[Document extract]
Donna Williams aged 4 On my mother’s side there was substance abuse and she was certainly dealing with her own major traumas before and after my birth.  It’s possible she may have had untreated post natal depression on top of her existing challenges. So your theory of a child being influenced by a mother’s severe chronic stress and what her own body goes through may well be true for half of my case and there are many children with fetal alcohol effect who have autistic traits and recent research has shown that children breathing second hand smoke have poorer language processing so who knows the developmental effect yet of being born to a mother who is also a heavy smoker.  However, a strong inter-generational maternal history of familial substance abuse, suicides, agoraphobia and OCD also fail to indicate typical developmental patterns.
[/Document extract]
# [Exercise requirements]
**A)** List the conditions named in the inter-generational maternal family history in the passage on maternal influences.
**B)** Condense the paragraph beginning "On my mother's side" from the passage on maternal influences into a shorter version that keeps its main facts.
**C)** Extend the passage on maternal influences, picking up right after its final sentence.
[Data to examine]
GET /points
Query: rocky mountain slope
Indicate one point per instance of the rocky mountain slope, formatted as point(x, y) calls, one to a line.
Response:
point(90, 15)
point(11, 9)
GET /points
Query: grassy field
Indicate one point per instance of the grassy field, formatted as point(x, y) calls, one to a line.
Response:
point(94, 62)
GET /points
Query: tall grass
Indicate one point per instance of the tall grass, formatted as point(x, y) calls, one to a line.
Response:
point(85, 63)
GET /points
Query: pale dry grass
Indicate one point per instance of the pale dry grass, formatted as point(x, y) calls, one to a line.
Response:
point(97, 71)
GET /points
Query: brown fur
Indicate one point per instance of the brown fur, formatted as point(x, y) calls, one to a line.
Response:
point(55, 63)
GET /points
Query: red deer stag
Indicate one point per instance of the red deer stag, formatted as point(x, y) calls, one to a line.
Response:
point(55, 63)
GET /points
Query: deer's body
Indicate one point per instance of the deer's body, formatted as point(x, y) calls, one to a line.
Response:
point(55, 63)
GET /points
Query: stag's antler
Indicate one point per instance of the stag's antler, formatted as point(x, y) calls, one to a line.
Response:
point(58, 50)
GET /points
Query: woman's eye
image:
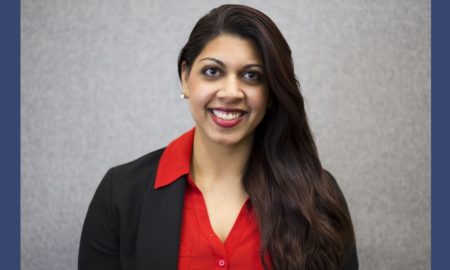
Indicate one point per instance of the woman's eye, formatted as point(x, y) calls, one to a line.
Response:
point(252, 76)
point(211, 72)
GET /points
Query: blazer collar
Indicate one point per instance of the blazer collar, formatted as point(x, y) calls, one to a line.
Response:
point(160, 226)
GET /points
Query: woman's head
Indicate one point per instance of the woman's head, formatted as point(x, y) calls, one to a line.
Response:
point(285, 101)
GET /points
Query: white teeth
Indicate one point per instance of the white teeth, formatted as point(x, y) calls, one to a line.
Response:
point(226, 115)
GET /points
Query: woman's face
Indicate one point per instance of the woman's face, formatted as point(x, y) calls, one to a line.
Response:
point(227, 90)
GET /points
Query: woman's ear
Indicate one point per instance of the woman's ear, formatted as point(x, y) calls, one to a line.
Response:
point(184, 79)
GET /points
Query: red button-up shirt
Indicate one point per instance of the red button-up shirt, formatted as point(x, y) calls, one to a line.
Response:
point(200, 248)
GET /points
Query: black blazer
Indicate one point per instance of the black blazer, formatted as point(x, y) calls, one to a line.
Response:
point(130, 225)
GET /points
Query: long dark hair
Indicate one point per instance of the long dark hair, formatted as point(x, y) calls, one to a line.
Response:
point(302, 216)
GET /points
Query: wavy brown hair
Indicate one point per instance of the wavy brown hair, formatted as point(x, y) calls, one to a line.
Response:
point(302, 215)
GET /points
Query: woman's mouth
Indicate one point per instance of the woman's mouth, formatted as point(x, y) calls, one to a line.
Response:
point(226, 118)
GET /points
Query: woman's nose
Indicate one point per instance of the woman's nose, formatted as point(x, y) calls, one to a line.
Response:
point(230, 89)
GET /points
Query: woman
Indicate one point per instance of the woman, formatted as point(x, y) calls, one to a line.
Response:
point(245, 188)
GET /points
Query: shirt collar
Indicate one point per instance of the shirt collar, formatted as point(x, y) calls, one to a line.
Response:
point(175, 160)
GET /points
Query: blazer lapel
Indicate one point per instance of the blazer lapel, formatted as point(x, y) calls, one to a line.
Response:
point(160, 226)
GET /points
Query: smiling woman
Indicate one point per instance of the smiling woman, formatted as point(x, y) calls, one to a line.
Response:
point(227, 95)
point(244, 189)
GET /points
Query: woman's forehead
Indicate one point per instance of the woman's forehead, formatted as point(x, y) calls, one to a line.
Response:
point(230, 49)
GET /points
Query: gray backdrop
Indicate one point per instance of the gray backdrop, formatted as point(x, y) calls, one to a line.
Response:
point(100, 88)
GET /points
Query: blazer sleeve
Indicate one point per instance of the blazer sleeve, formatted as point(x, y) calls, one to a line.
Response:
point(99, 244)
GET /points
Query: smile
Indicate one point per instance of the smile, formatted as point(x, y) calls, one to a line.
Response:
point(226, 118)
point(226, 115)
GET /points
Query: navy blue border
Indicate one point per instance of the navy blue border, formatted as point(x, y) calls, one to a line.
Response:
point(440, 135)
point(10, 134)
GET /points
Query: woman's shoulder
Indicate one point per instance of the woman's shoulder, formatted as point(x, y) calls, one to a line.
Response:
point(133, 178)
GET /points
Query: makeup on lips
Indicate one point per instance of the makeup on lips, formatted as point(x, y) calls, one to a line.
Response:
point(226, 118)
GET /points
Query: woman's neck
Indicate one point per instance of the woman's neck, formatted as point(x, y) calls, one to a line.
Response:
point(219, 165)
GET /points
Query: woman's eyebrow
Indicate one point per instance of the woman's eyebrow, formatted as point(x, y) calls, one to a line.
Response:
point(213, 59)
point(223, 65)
[/Data to examine]
# [Answers per task]
**A)**
- Substance abuse
- Suicides
- Agoraphobia
- OCD

**B)** My mother's side had substance abuse, and she faced major traumas before and after my birth, possibly with untreated postnatal depression as well. The theory that a mother's severe chronic stress affects her child may explain half of my case. Many children with fetal alcohol effect have autistic traits, and research links second-hand smoke to poorer language processing, so being born to a heavy smoker may also matter. However, a strong inter-generational maternal history of substance abuse, suicides, agoraphobia and OCD also fails to indicate typical developmental patterns.

**C)**
Donna Williams aged 4 Added to this, I had jaundice at 6 months and chronic infections from 6 months, and was ultimately diagnosed with and treated for two primary immune deficiencies (coeliac and diabetes already ran on my father’s side and colitis on my mothers). Against that health background I was, like many children in the 60s, taken to catch measles and mumps when I was 2. But with no functioning immune system, I finally fought off the measles I’d been carrying after getting normal immune function at age 36. So 34 years of carrying measles is not good for the brain at all.

donna williams aged 5 And I also then dealt with the loss of the welfare sister who’d cared for me from 6 months to 2 and a half, then the death and loss of my grandparents (who were my primary carers) at the age of 4. My view is that degree of loss has got to effect attachments, especially in a face blind, meaning deaf, immune compromised child who is already very developmentally compromised.

donna williams aged 6 It may equally be a far more holistic picture in which a combination of things came together – genetic weakening including gut/immune/metabolic disorders, genetic damage which may have already effected three generations of alcoholic mothers and their children due to inter-generational substance abuse, Acquired Brain Injury from viral infection, and topped off with trauma relating to loss and abuse. So, we clearly can’t put all that down to a theory of primal pain and birth trauma.

donna williams aged 7 So clearly my history is very layered, but as an autism consultant I’ve found many children diagnosed with autism with similarly layered histories none of which means those events alone caused their child’s autism.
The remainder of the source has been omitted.